**SUPPLIED INFORMATION:**
------------------------------
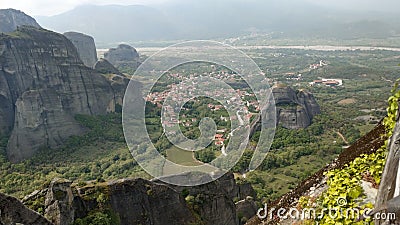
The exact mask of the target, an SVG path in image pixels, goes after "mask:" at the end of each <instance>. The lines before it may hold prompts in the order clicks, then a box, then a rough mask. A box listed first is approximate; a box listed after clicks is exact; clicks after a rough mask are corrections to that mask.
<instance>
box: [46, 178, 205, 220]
mask: <svg viewBox="0 0 400 225" xmlns="http://www.w3.org/2000/svg"><path fill="white" fill-rule="evenodd" d="M70 185H71V183H69V182H68V181H63V180H55V181H53V182H52V183H51V185H50V188H49V190H48V192H47V195H46V204H45V205H46V210H45V215H46V217H47V218H50V219H51V221H52V222H53V223H54V224H55V225H64V224H65V225H69V224H71V223H73V222H74V221H75V220H76V219H78V218H84V217H86V216H87V215H88V214H89V213H90V212H91V211H96V210H100V209H104V208H105V207H107V208H108V209H110V210H112V212H114V213H115V215H117V216H118V218H119V221H120V224H121V225H131V224H152V225H164V224H175V225H182V224H191V223H194V222H196V221H197V218H196V217H195V215H194V214H193V213H192V212H191V211H190V209H189V208H188V207H187V205H186V202H185V199H184V198H183V196H182V195H181V194H180V193H178V192H176V191H175V190H173V189H172V188H170V187H168V186H166V185H162V184H156V183H154V182H151V181H147V180H143V179H136V180H131V179H125V180H119V181H115V182H111V183H109V184H107V185H102V186H87V187H82V188H79V187H72V188H71V186H70ZM100 193H101V194H102V196H103V199H104V201H103V202H101V201H98V200H97V199H96V196H98V195H99V194H100Z"/></svg>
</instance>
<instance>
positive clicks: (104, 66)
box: [94, 59, 122, 75]
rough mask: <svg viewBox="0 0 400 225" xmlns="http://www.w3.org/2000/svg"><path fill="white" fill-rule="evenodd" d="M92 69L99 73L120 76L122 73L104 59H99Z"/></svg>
mask: <svg viewBox="0 0 400 225" xmlns="http://www.w3.org/2000/svg"><path fill="white" fill-rule="evenodd" d="M94 69H95V70H96V71H97V72H99V73H104V74H118V75H122V73H121V72H119V70H118V69H117V68H115V67H114V66H113V65H112V64H111V63H110V62H109V61H107V60H106V59H100V60H99V61H97V62H96V64H95V65H94Z"/></svg>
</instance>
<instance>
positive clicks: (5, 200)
mask: <svg viewBox="0 0 400 225" xmlns="http://www.w3.org/2000/svg"><path fill="white" fill-rule="evenodd" d="M0 212H1V213H0V224H4V225H14V224H24V225H53V224H52V223H51V222H50V221H48V220H47V219H46V218H44V217H43V216H41V215H39V214H38V213H36V212H34V211H32V210H30V209H29V208H27V207H26V206H24V205H23V204H22V203H21V202H20V201H19V200H18V199H16V198H14V197H11V196H7V195H4V194H2V193H0Z"/></svg>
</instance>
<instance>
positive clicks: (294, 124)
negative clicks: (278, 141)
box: [251, 84, 321, 134]
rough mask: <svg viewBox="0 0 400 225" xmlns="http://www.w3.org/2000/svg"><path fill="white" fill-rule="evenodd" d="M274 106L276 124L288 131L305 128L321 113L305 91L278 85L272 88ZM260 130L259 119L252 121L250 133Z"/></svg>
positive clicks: (253, 132)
------------------------------
**DIRECTIONS FOR THIS TASK:** In your copy, every entry above must match word for word, and no picture may appear.

**REPLY TO THE EXERCISE:**
The exact mask of the target, an SVG path in image pixels, goes after "mask:" at the end of each <instance>. The lines before it may hold prompts in the order clicks, then a box, then a rough mask. A box listed first is approximate; a box listed after clicks is exact; clicks after a rough mask are corrections to that mask.
<instance>
box: [46, 178, 205, 220]
mask: <svg viewBox="0 0 400 225" xmlns="http://www.w3.org/2000/svg"><path fill="white" fill-rule="evenodd" d="M70 185H71V183H69V182H68V181H63V180H55V181H53V182H52V183H51V185H50V188H49V190H48V192H47V195H46V204H45V205H46V210H45V215H46V217H47V218H50V219H51V221H52V222H53V223H54V224H55V225H64V224H65V225H69V224H71V223H73V222H74V221H75V220H76V219H78V218H84V217H86V216H87V215H88V214H89V213H90V212H91V211H96V210H100V209H104V208H105V207H107V208H108V209H110V210H112V212H114V213H115V215H117V216H118V218H119V221H120V224H121V225H131V224H152V225H164V224H175V225H182V224H191V223H194V222H196V221H197V218H196V217H195V215H194V214H193V213H192V212H191V211H190V209H189V208H188V207H187V205H186V202H185V199H184V198H183V196H182V195H181V194H180V193H178V192H176V191H175V190H173V189H172V188H170V187H168V186H166V185H162V184H156V183H154V182H151V181H147V180H143V179H136V180H131V179H125V180H119V181H115V182H111V183H109V184H107V185H102V186H87V187H82V188H79V187H72V188H71V186H70ZM100 193H101V194H102V196H103V199H104V201H103V202H101V201H98V200H97V199H96V196H98V195H99V194H100Z"/></svg>
</instance>
<instance>
positive clicks: (104, 66)
box: [94, 59, 122, 75]
rough mask: <svg viewBox="0 0 400 225" xmlns="http://www.w3.org/2000/svg"><path fill="white" fill-rule="evenodd" d="M92 69L99 73L120 76L122 73L104 59H99Z"/></svg>
mask: <svg viewBox="0 0 400 225" xmlns="http://www.w3.org/2000/svg"><path fill="white" fill-rule="evenodd" d="M94 69H95V70H96V71H97V72H99V73H104V74H118V75H122V73H121V72H119V70H118V69H117V68H115V67H114V66H113V65H112V64H111V63H110V62H109V61H107V60H106V59H100V60H99V61H97V62H96V64H95V65H94Z"/></svg>
</instance>
<instance>
positive clicks: (5, 200)
mask: <svg viewBox="0 0 400 225" xmlns="http://www.w3.org/2000/svg"><path fill="white" fill-rule="evenodd" d="M0 212H1V213H0V224H4V225H14V224H24V225H53V224H52V223H51V222H50V221H48V220H47V219H46V218H44V217H43V216H41V215H39V214H38V213H36V212H34V211H32V210H30V209H29V208H27V207H26V206H24V205H23V204H22V203H21V202H20V201H19V200H18V199H16V198H14V197H11V196H7V195H4V194H2V193H0Z"/></svg>
</instance>
<instance>
positive clicks: (294, 124)
negative clicks: (278, 141)
box: [251, 84, 321, 134]
rough mask: <svg viewBox="0 0 400 225" xmlns="http://www.w3.org/2000/svg"><path fill="white" fill-rule="evenodd" d="M274 106L276 124L288 131L305 128L321 113L305 91L278 85L272 88ZM260 130L259 119L252 121L250 133Z"/></svg>
positive clicks: (253, 132)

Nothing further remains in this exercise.